> _Task 1_
Rewrite everything in the records from the line containing "antenna, as pixel coordinates." down to the end of the records, replacing "pixel coordinates" with "image coordinates" and changing nothing else.

> _Selection_
——

E.g., 04/27/2024
E.g., 04/27/2024
Who Counts as a Climate Migrant?

Who Counts as a Climate Migrant?

A man pulls a boat on the low-lying Carteret Islands in Papua New Guinea

A man pulls a boat on the low-lying Carteret Islands in Papua New Guinea. (Photo: IOM/Muse Mohammed)

As climate change threatens to upend societies around the world, concerns about mass climate migration are becoming widespread. As far back as 1992, the Intergovernmental Panel on Climate Change (IPCC) warned “the gravest effects of climate change may be those on human migration as millions are displaced by shoreline erosion, coastal flooding, and severe drought.” In recent years, tens of millions of people have been displaced annually by natural disasters (which can be, but are not always, related to climate change), and disasters often prompt more internal displacement than do conflicts, according to the Internal Displacement Monitoring Centre. Increasingly unpredictable patterns of rainfall and drought are straining the livelihoods of smallholder farmers around the world. Some governments have embarked on planned relocation of communities threatened by rising seas and natural disasters. As climate change becomes more extreme, the consequences will continue unfolding. Researchers and analysts have repeatedly tried to quantify how many people will be uprooted by climate change, with estimates ranging from the hundreds of millions to well more than 1 billion. In the process, they have created a new category of migrants sometimes referred to as environmental migrants, climate refugees, and increasingly, climate migrants.

——

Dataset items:
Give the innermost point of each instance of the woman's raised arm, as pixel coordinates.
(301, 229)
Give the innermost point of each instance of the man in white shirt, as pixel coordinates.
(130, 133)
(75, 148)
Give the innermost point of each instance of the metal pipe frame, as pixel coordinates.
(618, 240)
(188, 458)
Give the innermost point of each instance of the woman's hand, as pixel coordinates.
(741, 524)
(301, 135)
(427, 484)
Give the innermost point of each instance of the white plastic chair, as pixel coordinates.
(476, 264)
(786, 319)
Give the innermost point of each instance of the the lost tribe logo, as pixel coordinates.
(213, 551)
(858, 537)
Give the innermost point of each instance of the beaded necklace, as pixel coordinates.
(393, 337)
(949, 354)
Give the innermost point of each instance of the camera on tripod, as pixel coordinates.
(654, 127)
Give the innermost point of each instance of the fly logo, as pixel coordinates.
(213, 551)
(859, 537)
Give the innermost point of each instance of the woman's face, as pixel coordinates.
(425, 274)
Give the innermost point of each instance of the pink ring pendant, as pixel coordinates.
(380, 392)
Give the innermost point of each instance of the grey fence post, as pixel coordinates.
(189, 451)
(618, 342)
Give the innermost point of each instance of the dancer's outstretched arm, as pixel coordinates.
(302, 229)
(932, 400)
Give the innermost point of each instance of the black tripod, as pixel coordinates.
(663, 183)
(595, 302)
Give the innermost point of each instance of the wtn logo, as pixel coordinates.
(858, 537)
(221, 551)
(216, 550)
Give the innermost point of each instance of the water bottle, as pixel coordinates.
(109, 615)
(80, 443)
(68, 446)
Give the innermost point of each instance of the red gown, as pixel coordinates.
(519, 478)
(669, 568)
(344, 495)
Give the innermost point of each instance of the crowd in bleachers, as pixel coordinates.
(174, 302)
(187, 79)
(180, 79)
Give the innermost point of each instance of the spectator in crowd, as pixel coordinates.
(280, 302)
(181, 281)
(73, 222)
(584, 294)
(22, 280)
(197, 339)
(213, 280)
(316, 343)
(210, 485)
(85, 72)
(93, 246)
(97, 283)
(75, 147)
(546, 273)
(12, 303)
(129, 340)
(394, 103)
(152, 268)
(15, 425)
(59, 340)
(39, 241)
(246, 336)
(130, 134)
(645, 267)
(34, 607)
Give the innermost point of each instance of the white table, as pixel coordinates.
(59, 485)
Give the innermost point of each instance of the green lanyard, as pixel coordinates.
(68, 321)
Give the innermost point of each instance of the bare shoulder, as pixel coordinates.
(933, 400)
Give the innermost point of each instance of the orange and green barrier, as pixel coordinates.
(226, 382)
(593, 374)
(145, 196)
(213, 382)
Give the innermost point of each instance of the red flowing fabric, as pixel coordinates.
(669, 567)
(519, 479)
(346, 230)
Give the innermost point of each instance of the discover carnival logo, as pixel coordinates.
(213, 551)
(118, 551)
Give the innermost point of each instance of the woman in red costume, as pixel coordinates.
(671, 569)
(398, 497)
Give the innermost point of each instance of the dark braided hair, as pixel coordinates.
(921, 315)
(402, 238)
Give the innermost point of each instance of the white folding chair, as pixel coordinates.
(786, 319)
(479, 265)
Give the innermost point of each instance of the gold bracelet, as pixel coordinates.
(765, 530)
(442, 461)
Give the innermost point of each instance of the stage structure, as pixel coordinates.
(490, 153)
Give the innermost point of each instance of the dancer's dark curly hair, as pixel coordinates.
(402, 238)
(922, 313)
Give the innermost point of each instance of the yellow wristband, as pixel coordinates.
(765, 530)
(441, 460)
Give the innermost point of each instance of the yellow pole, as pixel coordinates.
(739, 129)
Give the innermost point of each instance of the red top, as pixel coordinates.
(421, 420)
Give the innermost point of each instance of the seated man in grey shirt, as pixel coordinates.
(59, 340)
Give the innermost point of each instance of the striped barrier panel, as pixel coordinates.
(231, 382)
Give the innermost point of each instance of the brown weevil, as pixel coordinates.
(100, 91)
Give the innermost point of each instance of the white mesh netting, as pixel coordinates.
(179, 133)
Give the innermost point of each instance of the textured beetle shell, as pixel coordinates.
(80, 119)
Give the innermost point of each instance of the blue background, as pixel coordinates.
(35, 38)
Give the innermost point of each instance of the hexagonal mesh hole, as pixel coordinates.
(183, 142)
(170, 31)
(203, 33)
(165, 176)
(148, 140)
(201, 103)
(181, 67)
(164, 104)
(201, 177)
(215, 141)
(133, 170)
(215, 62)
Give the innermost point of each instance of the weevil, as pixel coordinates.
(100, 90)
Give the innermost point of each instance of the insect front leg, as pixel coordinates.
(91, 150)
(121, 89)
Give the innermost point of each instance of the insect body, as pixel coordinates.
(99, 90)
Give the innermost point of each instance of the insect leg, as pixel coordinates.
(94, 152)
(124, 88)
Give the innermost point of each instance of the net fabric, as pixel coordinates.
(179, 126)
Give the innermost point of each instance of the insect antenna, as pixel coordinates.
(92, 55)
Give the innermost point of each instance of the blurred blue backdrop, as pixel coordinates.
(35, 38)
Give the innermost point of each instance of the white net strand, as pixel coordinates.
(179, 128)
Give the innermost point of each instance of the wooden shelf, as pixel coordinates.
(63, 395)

——

> _Task 2_
According to the text on climate migrants, what range do estimates of people uprooted by climate change span?

> _Worked answer 1_
Give the innermost point of each instance of the insect antenna, as image coordinates.
(92, 55)
Give the innermost point of each instance of the blurred blue backdrop, as image coordinates.
(35, 38)
Give the innermost point of each instance of the white net strand, as image coordinates.
(179, 128)
Give the innermost point of each instance of the wooden shelf, as image coordinates.
(63, 395)

> _Worked answer 2_
From the hundreds of millions to well more than 1 billion.